_DO THIS_
Below is a block of records; repeat each one exactly.

_SOURCE MATERIAL_

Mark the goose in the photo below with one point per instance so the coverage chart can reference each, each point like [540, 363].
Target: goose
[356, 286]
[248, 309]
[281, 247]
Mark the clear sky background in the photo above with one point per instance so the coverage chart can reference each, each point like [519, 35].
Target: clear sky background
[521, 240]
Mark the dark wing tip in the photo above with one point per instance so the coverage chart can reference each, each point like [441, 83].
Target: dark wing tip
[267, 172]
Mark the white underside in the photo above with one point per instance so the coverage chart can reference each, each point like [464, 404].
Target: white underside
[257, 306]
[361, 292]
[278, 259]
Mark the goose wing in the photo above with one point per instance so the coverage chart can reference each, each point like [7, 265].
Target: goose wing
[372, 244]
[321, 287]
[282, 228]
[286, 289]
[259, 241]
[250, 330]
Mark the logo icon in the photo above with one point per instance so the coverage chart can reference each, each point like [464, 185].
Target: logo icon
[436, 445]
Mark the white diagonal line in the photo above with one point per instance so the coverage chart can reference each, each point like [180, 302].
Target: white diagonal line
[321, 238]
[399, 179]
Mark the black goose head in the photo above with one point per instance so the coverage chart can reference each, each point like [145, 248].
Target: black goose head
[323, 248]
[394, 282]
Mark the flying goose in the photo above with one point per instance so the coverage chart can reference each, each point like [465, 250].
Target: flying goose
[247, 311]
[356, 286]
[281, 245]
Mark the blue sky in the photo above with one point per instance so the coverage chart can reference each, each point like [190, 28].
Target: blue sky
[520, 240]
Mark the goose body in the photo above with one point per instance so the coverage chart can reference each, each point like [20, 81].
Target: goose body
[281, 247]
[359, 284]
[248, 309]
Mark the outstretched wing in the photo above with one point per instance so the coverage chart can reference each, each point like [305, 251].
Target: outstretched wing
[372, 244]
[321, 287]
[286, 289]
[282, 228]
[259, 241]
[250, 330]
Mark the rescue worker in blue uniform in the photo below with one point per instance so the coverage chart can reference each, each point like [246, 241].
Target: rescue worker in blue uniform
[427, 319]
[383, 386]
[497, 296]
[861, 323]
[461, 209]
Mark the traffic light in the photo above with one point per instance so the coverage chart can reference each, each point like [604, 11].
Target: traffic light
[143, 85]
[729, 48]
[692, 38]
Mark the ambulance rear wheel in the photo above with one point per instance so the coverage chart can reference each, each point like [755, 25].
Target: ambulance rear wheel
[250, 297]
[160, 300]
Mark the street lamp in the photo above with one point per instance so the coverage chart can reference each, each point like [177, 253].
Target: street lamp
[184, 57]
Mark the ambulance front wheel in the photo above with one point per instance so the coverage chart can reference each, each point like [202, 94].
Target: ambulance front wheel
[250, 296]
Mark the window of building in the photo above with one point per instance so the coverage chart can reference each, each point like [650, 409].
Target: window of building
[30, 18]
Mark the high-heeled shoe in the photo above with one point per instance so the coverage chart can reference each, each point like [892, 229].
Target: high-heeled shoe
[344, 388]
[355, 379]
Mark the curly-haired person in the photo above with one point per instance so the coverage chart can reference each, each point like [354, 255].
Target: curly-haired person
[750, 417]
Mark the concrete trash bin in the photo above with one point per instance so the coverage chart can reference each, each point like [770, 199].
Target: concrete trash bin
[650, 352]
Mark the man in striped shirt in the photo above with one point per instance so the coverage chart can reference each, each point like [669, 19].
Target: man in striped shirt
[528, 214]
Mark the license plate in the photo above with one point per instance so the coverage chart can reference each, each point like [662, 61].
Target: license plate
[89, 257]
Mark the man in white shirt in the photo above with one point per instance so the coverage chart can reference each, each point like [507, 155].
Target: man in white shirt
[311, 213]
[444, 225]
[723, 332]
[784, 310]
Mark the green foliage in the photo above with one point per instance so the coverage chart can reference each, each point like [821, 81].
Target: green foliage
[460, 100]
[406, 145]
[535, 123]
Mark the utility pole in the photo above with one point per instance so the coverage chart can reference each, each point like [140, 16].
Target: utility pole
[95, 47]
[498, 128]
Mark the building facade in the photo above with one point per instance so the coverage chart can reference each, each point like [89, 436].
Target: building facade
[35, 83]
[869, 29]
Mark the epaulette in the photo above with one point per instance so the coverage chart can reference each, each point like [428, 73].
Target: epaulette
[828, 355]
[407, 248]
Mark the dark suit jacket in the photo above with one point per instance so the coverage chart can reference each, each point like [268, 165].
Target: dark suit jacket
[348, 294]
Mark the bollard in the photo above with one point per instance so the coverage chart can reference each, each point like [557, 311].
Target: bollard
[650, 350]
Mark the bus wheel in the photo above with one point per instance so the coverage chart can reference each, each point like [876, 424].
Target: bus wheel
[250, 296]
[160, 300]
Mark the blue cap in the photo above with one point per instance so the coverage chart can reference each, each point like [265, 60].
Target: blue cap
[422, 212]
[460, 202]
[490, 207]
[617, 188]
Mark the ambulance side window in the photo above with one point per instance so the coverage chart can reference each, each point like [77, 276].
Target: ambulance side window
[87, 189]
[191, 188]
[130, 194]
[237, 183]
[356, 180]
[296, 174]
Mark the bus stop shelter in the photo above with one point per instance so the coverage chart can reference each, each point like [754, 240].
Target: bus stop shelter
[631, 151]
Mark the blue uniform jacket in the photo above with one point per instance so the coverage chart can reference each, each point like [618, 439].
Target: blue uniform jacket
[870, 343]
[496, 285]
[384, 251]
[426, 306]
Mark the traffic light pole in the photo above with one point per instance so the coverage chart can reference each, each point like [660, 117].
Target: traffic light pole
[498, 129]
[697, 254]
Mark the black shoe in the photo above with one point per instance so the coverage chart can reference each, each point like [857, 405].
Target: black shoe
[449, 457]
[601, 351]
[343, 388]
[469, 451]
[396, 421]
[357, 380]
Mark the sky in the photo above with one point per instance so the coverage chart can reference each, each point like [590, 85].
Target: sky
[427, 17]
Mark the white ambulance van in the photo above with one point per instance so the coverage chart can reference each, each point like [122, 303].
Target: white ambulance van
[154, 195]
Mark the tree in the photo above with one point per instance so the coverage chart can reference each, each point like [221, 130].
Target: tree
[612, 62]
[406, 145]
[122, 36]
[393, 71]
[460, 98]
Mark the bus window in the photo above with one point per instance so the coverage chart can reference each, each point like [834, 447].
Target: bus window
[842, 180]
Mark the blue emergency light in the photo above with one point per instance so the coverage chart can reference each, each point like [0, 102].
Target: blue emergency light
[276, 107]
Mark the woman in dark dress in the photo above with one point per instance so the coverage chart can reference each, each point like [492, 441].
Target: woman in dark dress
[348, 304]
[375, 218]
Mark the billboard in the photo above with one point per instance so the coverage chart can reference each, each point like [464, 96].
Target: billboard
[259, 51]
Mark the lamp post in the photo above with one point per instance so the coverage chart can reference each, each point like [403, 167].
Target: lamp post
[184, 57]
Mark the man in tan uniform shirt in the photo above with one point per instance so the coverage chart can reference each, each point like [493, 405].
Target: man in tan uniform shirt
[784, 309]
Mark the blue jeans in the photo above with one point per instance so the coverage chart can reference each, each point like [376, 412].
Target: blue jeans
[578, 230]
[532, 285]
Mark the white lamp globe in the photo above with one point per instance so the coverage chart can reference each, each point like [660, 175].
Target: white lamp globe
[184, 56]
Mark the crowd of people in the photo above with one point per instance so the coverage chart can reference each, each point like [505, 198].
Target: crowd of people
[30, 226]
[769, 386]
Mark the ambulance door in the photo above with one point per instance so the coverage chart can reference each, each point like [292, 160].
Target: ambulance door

_OUTPUT FOR THIS EXERCISE_
Mark the goose in the photo below with one point per instance so the coverage chart can reference each, each point like [540, 363].
Target: goose
[356, 286]
[248, 309]
[281, 247]
Mark the clear sky background in the photo above with one point per instance so the coverage chart can reference each, each point like [519, 35].
Target: clear sky background
[521, 240]
Mark the dark wing tip in the photo above with one point per instance so the coverage chart can reference each, each point like [441, 83].
Target: dark wing tip
[267, 172]
Mark the white underside in the photo above with one point per instance so the coverage chart can reference each, each point like [464, 404].
Target: white underside
[257, 306]
[361, 292]
[278, 259]
Mark the goose wing in the photo above with one point per instance so the coverage chart can reference each, each point like [7, 265].
Target: goose wing
[372, 244]
[321, 287]
[282, 228]
[286, 289]
[259, 241]
[250, 330]
Mark the logo icon in the photo above with one point per instance so the coverage chart can reference each, each point like [464, 185].
Target: logo icon
[436, 445]
Mark the white diagonal line in the photo above with one point per instance so the coverage chart can reference each, each point like [180, 302].
Target: white diagonal line
[321, 238]
[399, 179]
Mark the black goose head in the photo above with one point per instance so the coverage chart can reference each, each point like [145, 248].
Target: black goose head
[323, 248]
[394, 282]
Mark the flying goose in the photo above with one point per instance so the coverage chart can reference each, each point like [465, 250].
Target: flying goose
[247, 311]
[356, 286]
[281, 245]
Mark the blue sky in the photo above with one point per instance so the coverage chart can reference each, each point like [190, 28].
Target: blue sky
[520, 240]
Mark the goose body in the photo above with one point per instance so the coverage chart can reference each, each point like [20, 81].
Target: goose body
[281, 247]
[359, 284]
[248, 309]
Mark the outstretched wing in the photo above with one point per instance so the coverage chart can reference each, each point like [305, 251].
Target: outstretched wing
[372, 244]
[321, 287]
[286, 289]
[282, 228]
[259, 241]
[250, 330]
Mark the rescue worker in blue uniform in the photo below with one point per instance so the coverage chart can reference each, each point like [246, 241].
Target: rescue worker in blue uniform
[427, 319]
[383, 386]
[497, 296]
[861, 323]
[461, 209]
Mark the traffic light in the photo above with one point per instance so the coverage chart can reference each, each point like [604, 11].
Target: traffic light
[143, 85]
[729, 48]
[692, 38]
Mark the ambulance rear wheel in the photo above with one point per instance so the coverage chart can reference each, each point like [755, 25].
Target: ambulance rear wheel
[250, 297]
[160, 300]
Mark the street lamp in the photo above with one point per instance so the coverage chart can reference each, each point like [177, 253].
Target: street lamp
[184, 57]
Mark the ambulance front wheel in the photo above with one point per instance so the coverage chart can reference each, each point like [202, 94].
Target: ambulance front wheel
[250, 296]
Mark the window of building in the photo above with one point per instance so the coverage chart can reference each, each point like [650, 409].
Target: window of building
[30, 18]
Mark the high-heeled shoe in the photo above with one point per instance so the coverage chart can reference each, each point like [892, 229].
Target: high-heeled shoe
[344, 388]
[355, 379]
Mark the curly-haired person in the photo above with one point per instance so the coverage chart can reference each, each point like [354, 255].
Target: curly-haired person
[750, 417]
Mark the concrete trash bin in the photo above with one point per instance so the coverage chart can reference each, each point like [770, 199].
Target: concrete trash bin
[650, 352]
Mark the man in striped shirt in the photo above with one point per instance so the coverage chart can reference each, each point like [669, 19].
Target: man in striped shirt
[528, 214]
Mark the license plate in the photo above with one point per instance so the coverage chart can reference each, each point like [662, 61].
Target: license plate
[89, 257]
Mark the man in white shirt in the photo above with one point per instance so the coverage chart can reference each, each point like [507, 155].
Target: man in white shirt
[311, 213]
[444, 225]
[723, 332]
[784, 310]
Mark the green foliage in the photo above with one point per instance so the coverage chart can reference each, each point like [821, 81].
Target: green foliage
[460, 100]
[406, 145]
[535, 123]
Mark the utility pole in the photo above with one point per instance so the coverage chart can reference each, each point like [140, 16].
Target: utility pole
[95, 47]
[498, 128]
Mark the building facade in the photo above with one point per instance so the coverage chart can reference each, each point like [89, 436].
Target: building facade
[35, 83]
[869, 29]
Mark the epaulette in the photo above with one point per instance so the coverage chart can reference each, each point like [428, 73].
Target: epaulette
[828, 355]
[407, 248]
Mark the dark suit jacket in the photo above with one point per instance so the coverage chart can reference each, each point like [268, 165].
Target: dark suit jacket
[348, 294]
Mark the bollard in the photo above with one point per instance so the coverage chart can reference each, each point like [557, 311].
Target: bollard
[650, 350]
Mark the bus wheel in the photo above with one point per instance so the coverage chart can reference each, each point like [876, 424].
Target: bus wheel
[250, 296]
[160, 300]
Mark the blue cap in the photo above with one point per instance so the coverage chart can reference each, each point like [265, 60].
Target: blue cap
[422, 212]
[460, 202]
[490, 207]
[617, 188]
Mark the ambulance side window in the photo above with one point per instance so the coverage chart can reference each, each point like [77, 276].
Target: ambulance side window
[87, 189]
[191, 188]
[130, 194]
[237, 183]
[356, 180]
[296, 174]
Mark the bus stop shelter in the photo above with one point per instance so the coverage chart can reference each, each point like [754, 240].
Target: bus stop shelter
[631, 151]
Mark the blue uniform jacket in the photo above with one point per instance so the coverage chart can reference each, each point like [618, 439].
Target: blue uniform jacket
[870, 343]
[496, 285]
[384, 251]
[426, 306]
Mark the traffic light pole in the photo above with one point per instance so the coverage chart can reference each, each point like [660, 117].
Target: traffic light pole
[498, 129]
[697, 254]
Mark the black shoe in the photo above with one point per instance so the coverage chart can reference each, each point like [857, 405].
Target: black shoe
[449, 457]
[601, 351]
[343, 388]
[469, 451]
[396, 421]
[357, 380]
Mark the sky in the photo above with one point per instance so the coverage chart can reference each, each point like [590, 85].
Target: sky
[427, 17]
Mark the white ambulance van in the photo above with one point per instance so the coverage chart can reference each, each point like [122, 303].
Target: white ambulance van
[154, 195]
Mark the tree in the photo above with one point per instance so the coverage chart can reference each, each point like [221, 130].
Target: tree
[612, 62]
[406, 145]
[122, 36]
[393, 71]
[460, 98]
Mark the bus window in the photo above with one point per instance so the coverage chart can reference each, each point like [834, 447].
Target: bus window
[842, 180]
Mark the blue emergency light in the photo above with one point per instance so the coverage chart can reference each, each point like [0, 102].
Target: blue emergency light
[276, 107]
Mark the woman in dark dress in the photo above with one point per instance so the coverage chart can reference each, each point like [492, 441].
Target: woman in dark dress
[348, 304]
[375, 218]
Mark the billboard in the photo above with one point per instance so the coverage chart can reference each, each point like [464, 96].
Target: billboard
[259, 51]
Mark the lamp post in the photo above with one point per instance so the coverage chart can reference each, each point like [403, 167].
Target: lamp post
[184, 57]
Mark the man in tan uniform shirt in the photo above with one point per instance so the coverage chart can reference each, each point like [493, 405].
Target: man in tan uniform shirt
[784, 309]
Mark the blue jeans in the photo above with one point per instance so the coverage chart can reference each, each point like [376, 412].
Target: blue jeans
[578, 230]
[532, 285]
Mark the white lamp globe in the photo above with one point per instance so the coverage chart can reference each, each point like [660, 175].
Target: white lamp globe
[184, 56]
Mark the crowd of people in the photo above with one point per instance so the coverage chart can reference each, each point like [505, 198].
Target: crowd of people
[30, 226]
[769, 386]
Mark the ambulance door in the photo above with one point per instance so the coverage chart can reference each, each point like [292, 160].
Target: ambulance door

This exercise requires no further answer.